WHAT TO WORK ON — Nothing but the lines from the one that contains "Target: tawny fur" through the end of the listing should appear, set down exactly.

EXERCISE INPUT —
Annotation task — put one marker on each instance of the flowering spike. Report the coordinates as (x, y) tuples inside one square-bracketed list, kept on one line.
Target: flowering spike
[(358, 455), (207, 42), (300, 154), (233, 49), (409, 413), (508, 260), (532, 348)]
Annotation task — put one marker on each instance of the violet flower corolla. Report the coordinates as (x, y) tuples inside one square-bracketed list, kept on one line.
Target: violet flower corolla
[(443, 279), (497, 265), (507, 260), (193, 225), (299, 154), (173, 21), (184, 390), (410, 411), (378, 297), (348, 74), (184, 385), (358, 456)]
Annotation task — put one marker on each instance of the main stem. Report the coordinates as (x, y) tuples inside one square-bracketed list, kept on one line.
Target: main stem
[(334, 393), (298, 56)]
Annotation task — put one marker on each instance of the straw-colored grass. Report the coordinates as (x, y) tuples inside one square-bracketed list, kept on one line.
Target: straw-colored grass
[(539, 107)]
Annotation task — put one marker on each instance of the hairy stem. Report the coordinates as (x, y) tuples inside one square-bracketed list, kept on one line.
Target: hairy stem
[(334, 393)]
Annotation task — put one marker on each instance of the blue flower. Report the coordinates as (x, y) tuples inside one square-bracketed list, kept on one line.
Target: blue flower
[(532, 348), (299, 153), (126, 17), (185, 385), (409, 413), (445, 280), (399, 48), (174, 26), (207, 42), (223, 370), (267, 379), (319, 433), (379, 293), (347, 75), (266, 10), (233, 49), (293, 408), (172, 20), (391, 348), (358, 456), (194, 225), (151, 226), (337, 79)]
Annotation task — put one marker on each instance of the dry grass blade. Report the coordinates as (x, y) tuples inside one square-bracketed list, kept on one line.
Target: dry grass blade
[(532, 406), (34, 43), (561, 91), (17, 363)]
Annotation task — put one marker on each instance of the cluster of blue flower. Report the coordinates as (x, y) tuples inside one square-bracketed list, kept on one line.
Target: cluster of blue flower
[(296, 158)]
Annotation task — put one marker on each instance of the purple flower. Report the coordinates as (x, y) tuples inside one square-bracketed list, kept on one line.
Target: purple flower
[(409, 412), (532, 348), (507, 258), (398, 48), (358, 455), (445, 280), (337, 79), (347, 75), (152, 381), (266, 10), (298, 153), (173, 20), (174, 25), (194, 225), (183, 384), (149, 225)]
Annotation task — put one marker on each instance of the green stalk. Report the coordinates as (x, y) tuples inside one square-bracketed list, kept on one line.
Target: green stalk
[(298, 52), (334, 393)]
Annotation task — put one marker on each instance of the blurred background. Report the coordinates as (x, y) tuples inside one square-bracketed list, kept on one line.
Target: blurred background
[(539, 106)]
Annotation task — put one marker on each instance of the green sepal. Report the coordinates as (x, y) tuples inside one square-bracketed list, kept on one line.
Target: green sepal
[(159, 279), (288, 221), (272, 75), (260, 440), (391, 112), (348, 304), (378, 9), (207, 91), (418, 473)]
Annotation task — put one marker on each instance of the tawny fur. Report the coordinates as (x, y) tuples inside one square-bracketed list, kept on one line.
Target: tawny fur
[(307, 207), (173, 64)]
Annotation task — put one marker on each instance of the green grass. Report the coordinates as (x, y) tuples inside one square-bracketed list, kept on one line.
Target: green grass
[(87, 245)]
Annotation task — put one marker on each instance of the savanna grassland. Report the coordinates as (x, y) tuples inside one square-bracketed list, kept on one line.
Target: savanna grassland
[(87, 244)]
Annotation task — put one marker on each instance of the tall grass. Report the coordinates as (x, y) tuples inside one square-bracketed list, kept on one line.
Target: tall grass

ANSWER SECTION —
Target: tawny fur
[(307, 207), (173, 64)]
Annotation task — put one marker on each instance of the green grass. Report the coordinates as (x, y) tuples inside one square-bracketed list, kept on one line.
Target: green grass
[(87, 245)]
Annotation task — put one marker on each instance of the savanna grassland. Report the coordinates as (x, y) tuples inside one square-bracketed list, kept on one line.
Target: savanna grassland
[(87, 244)]
Annotation task — put one marker on each instance of the tall grass. Report the coordinates as (x, y) tuples inside one square-bracketed list, kept on one line.
Target: tall grass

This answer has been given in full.